[WORK ITEM]
Retype each line of the material below word for word; pictures stay out.
-------
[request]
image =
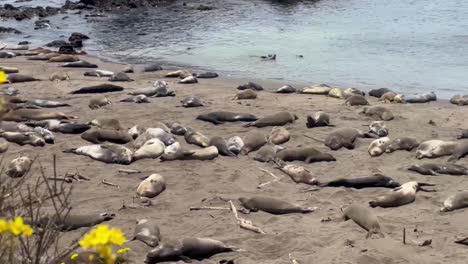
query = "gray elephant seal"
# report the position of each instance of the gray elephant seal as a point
(379, 112)
(18, 167)
(374, 181)
(318, 119)
(147, 231)
(363, 217)
(455, 201)
(219, 117)
(307, 155)
(438, 169)
(399, 196)
(273, 206)
(253, 141)
(151, 186)
(403, 143)
(278, 119)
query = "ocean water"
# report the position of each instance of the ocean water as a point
(410, 46)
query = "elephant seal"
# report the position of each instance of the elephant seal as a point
(151, 186)
(191, 101)
(251, 86)
(399, 196)
(356, 100)
(147, 231)
(379, 112)
(307, 155)
(374, 181)
(402, 143)
(151, 149)
(279, 135)
(455, 201)
(19, 78)
(273, 206)
(101, 88)
(221, 145)
(219, 117)
(435, 148)
(107, 153)
(196, 138)
(253, 141)
(246, 95)
(79, 64)
(186, 250)
(98, 102)
(363, 217)
(98, 136)
(318, 119)
(378, 146)
(438, 169)
(18, 167)
(278, 119)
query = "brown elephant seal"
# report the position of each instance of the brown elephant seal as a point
(379, 112)
(318, 119)
(273, 206)
(363, 217)
(98, 102)
(147, 231)
(18, 167)
(438, 169)
(374, 181)
(399, 196)
(435, 148)
(253, 141)
(455, 201)
(246, 95)
(402, 143)
(221, 145)
(98, 136)
(219, 117)
(279, 135)
(151, 186)
(356, 100)
(307, 155)
(187, 249)
(278, 119)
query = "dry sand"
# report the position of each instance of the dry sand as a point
(305, 236)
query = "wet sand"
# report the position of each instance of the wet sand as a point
(305, 236)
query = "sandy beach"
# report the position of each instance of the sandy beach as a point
(305, 236)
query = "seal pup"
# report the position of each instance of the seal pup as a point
(253, 140)
(251, 86)
(220, 117)
(399, 196)
(402, 143)
(435, 148)
(374, 181)
(18, 167)
(318, 119)
(273, 206)
(191, 101)
(363, 217)
(378, 146)
(98, 102)
(151, 186)
(147, 231)
(438, 169)
(278, 119)
(101, 88)
(455, 201)
(305, 154)
(279, 135)
(107, 153)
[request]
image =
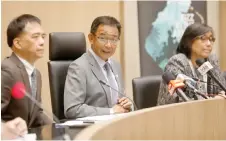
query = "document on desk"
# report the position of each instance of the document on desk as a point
(89, 120)
(27, 137)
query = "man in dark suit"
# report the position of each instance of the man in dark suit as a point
(84, 94)
(25, 37)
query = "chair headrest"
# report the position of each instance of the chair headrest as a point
(66, 45)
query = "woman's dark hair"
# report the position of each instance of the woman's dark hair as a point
(105, 20)
(17, 25)
(190, 33)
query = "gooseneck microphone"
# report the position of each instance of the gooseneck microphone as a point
(206, 67)
(19, 91)
(104, 83)
(190, 83)
(174, 85)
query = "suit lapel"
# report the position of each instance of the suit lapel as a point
(26, 82)
(99, 75)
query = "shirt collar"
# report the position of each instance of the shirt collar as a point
(100, 61)
(29, 68)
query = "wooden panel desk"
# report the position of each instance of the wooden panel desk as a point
(204, 119)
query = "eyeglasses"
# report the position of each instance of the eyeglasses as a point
(204, 38)
(104, 40)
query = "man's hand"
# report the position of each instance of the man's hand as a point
(125, 103)
(13, 128)
(119, 109)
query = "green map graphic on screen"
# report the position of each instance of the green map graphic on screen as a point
(167, 30)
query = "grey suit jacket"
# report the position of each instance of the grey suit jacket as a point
(13, 71)
(84, 95)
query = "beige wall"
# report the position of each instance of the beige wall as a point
(57, 16)
(222, 37)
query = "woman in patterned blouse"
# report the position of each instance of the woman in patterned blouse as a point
(196, 43)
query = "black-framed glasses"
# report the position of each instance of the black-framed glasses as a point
(105, 39)
(204, 38)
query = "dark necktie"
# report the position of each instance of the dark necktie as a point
(33, 83)
(112, 82)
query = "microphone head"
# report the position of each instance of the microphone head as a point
(199, 62)
(167, 77)
(18, 90)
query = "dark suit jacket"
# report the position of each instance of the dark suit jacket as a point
(14, 71)
(84, 95)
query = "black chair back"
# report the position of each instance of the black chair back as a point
(146, 90)
(64, 48)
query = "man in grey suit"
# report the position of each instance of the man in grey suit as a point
(84, 93)
(25, 37)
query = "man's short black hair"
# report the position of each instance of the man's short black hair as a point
(105, 20)
(191, 32)
(17, 25)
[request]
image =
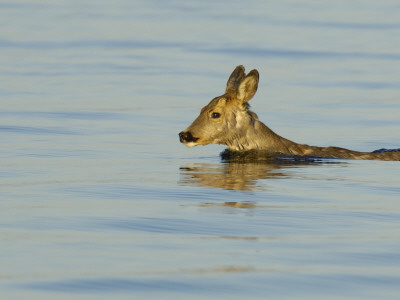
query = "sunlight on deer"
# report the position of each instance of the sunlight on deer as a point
(227, 120)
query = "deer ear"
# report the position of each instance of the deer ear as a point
(235, 79)
(248, 87)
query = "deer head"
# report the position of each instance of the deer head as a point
(226, 118)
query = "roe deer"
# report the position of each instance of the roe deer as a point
(227, 120)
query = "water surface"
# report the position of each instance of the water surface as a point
(99, 199)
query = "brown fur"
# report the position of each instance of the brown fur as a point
(227, 120)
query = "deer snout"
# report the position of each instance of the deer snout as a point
(186, 137)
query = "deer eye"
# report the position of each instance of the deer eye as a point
(215, 115)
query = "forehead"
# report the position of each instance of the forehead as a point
(216, 102)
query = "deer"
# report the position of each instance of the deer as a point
(228, 120)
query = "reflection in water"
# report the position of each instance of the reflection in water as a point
(239, 174)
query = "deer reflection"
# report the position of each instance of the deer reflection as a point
(239, 174)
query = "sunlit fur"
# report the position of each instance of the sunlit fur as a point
(239, 128)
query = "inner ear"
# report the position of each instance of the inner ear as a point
(235, 79)
(248, 86)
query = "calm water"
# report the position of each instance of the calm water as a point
(98, 198)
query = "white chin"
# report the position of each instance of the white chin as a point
(190, 144)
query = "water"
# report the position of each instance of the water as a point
(99, 199)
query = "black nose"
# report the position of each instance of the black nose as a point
(186, 137)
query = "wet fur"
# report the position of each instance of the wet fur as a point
(239, 128)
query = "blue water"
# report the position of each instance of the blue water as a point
(99, 199)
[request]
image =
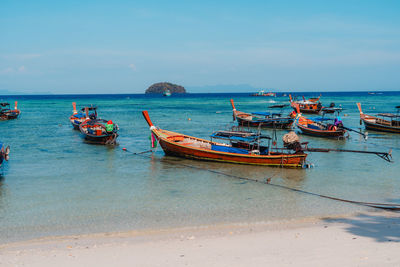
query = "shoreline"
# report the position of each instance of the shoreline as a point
(366, 238)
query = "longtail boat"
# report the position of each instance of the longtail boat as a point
(383, 122)
(312, 106)
(4, 153)
(319, 128)
(263, 93)
(262, 119)
(241, 149)
(6, 113)
(78, 117)
(99, 131)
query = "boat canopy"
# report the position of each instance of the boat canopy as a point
(80, 115)
(238, 136)
(389, 115)
(89, 108)
(265, 114)
(320, 119)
-------
[SOLUTION]
[request]
image =
query = "gray elephant seal"
# report the position of each instance of the gray elephant seal as a point
(379, 112)
(18, 167)
(374, 181)
(318, 119)
(147, 231)
(363, 217)
(455, 201)
(219, 117)
(307, 155)
(438, 169)
(399, 196)
(273, 206)
(253, 141)
(151, 186)
(403, 143)
(278, 119)
query = "ocean water"
# report the position of each instance of the ocean water as a point
(410, 46)
query = "elephant seal"
# report the position of each instance of the elephant seal as a point
(151, 186)
(191, 101)
(251, 86)
(399, 196)
(356, 100)
(147, 231)
(379, 112)
(307, 155)
(374, 181)
(402, 143)
(151, 149)
(279, 135)
(455, 201)
(19, 78)
(273, 206)
(101, 88)
(221, 145)
(219, 117)
(435, 148)
(107, 153)
(196, 138)
(253, 141)
(246, 95)
(79, 64)
(186, 250)
(98, 102)
(363, 217)
(98, 136)
(318, 119)
(378, 146)
(438, 169)
(18, 167)
(278, 119)
query = "brown elephant seal"
# report the position of each instance of the brown elephant seal as a point
(379, 112)
(318, 119)
(273, 206)
(363, 217)
(98, 102)
(147, 231)
(18, 167)
(438, 169)
(374, 181)
(399, 196)
(435, 148)
(253, 141)
(455, 201)
(246, 95)
(402, 143)
(221, 145)
(98, 136)
(219, 117)
(279, 135)
(151, 186)
(356, 100)
(307, 155)
(187, 249)
(278, 119)
query = "dry sand"
# report the position of each instance of the dry sand as a point
(305, 236)
query = "wet sand"
# report the position of each instance of the wet sand as a point
(305, 236)
query = "sandy beach"
# report the position of each instance of the sandy beach as a point
(305, 236)
query = "seal pup"
# report the position of each instance of the seal pup as a point
(253, 140)
(251, 86)
(220, 117)
(399, 196)
(402, 143)
(435, 148)
(374, 181)
(18, 167)
(318, 119)
(273, 206)
(191, 101)
(363, 217)
(378, 146)
(98, 102)
(151, 186)
(147, 231)
(438, 169)
(278, 119)
(101, 88)
(455, 201)
(305, 154)
(279, 135)
(107, 153)
[request]
image =
query = "document on desk"
# report the position of each instance of the document on desk as a point
(89, 120)
(27, 137)
query = "man in dark suit"
# report the position of each instance of the man in dark suit as a point
(84, 94)
(25, 37)
query = "chair headrest"
# report the position of each instance of the chair headrest as a point
(66, 45)
query = "woman's dark hair"
# report the position of each instance of the woman's dark hair as a point
(105, 20)
(17, 25)
(190, 33)
query = "gooseneck microphone"
# report the position of each instance of the gooseneck microphone as a point
(206, 67)
(19, 91)
(104, 83)
(190, 83)
(174, 85)
query = "suit lapel"
# report the position of each instance of the suit lapel as a point
(26, 82)
(99, 75)
query = "shirt collar"
# report the position of each instance of the shirt collar as a point
(100, 61)
(29, 68)
query = "wooden panel desk"
# report the position of each instance of the wooden panel desk as a point
(204, 119)
query = "eyeglasses"
# report the position of each instance of the eyeglasses as a point
(204, 38)
(104, 40)
query = "man's hand"
# report the position of each instance of the man's hand as a point
(125, 103)
(13, 128)
(119, 109)
query = "green map graphic on screen"
# report the position of each instance of the green map graphic on screen as a point
(167, 30)
query = "grey suit jacket"
# report the position of each instance of the grey suit jacket as a point
(13, 71)
(84, 95)
query = "beige wall"
# report the position of each instance of the beige wall as a point
(57, 16)
(222, 37)
query = "woman in patterned blouse"
# report the position of each instance of the woman in patterned blouse as a point
(196, 43)
query = "black-framed glasses"
# report the position of each instance of the black-framed glasses as a point
(105, 39)
(204, 38)
query = "dark necktie"
# report the position of each instance of the dark necktie as a point
(33, 83)
(112, 82)
query = "microphone head"
# report the position of each instance of the microphone head as a point
(199, 62)
(167, 77)
(18, 90)
query = "dark suit jacket"
# report the position of each instance of the dark suit jacket as a point
(14, 71)
(84, 95)
query = "black chair back"
# report the position of each instance of the black chair back as a point
(146, 90)
(64, 48)
query = "man in grey suit"
# report the position of each instance of the man in grey suit as a point
(84, 93)
(25, 37)
query = "man's short black hair"
# report the position of each instance of the man's short black hair as a point
(105, 20)
(191, 32)
(17, 25)
[request]
image =
query = "sunlight on deer"
# report the position of each instance of the sunlight on deer as a point
(227, 120)
query = "deer ear"
# report the position of each instance of the deer ear as a point
(235, 79)
(248, 87)
query = "deer head"
# report the position of each instance of the deer head as a point
(226, 118)
query = "roe deer"
# report the position of each instance of the roe deer as a point
(227, 120)
query = "water surface"
# report the position of each instance of the water surface as a point
(99, 199)
query = "brown fur"
# report the position of each instance of the brown fur as a point
(227, 120)
query = "deer snout"
# report the position of each instance of the deer snout as a point
(186, 137)
query = "deer eye"
# report the position of each instance of the deer eye as a point
(215, 115)
query = "forehead"
# report the position of each instance of the forehead as a point
(216, 102)
query = "deer"
# report the position of each instance of the deer as a point
(228, 120)
query = "reflection in water"
# report the position of each instance of the reflection in water as a point
(239, 174)
query = "deer reflection"
# report the position of each instance of the deer reflection as a point
(239, 174)
query = "sunlit fur"
# report the position of each instance of the sunlit fur as a point
(239, 128)
query = "inner ear"
# report the position of each instance of the inner ear as a point
(235, 79)
(248, 86)
query = "calm water"
# report the position of each instance of the calm water as a point
(98, 198)
query = "white chin"
# report the position of each instance of the white chin as a point
(190, 144)
query = "water"
# report the position of each instance of the water as a point
(99, 199)
query = "black nose"
# report the position of each instance of the black nose as a point
(186, 137)
query = "wet fur"
# report the position of each instance of the wet fur as a point
(239, 128)
query = "blue water"
# report the position of each instance of the blue water as a point
(99, 199)
[request]
image =
query = "shoreline"
# report the position of each instance of the shoreline as a point
(366, 238)
query = "longtail boat"
# report the position of each instance of the longtail boat as a point
(383, 122)
(312, 106)
(4, 153)
(319, 128)
(263, 93)
(262, 119)
(241, 149)
(6, 113)
(78, 117)
(99, 131)
query = "boat canopy"
# report the position of each instance of the boat canopy as a point
(80, 115)
(238, 136)
(389, 115)
(89, 108)
(265, 114)
(320, 119)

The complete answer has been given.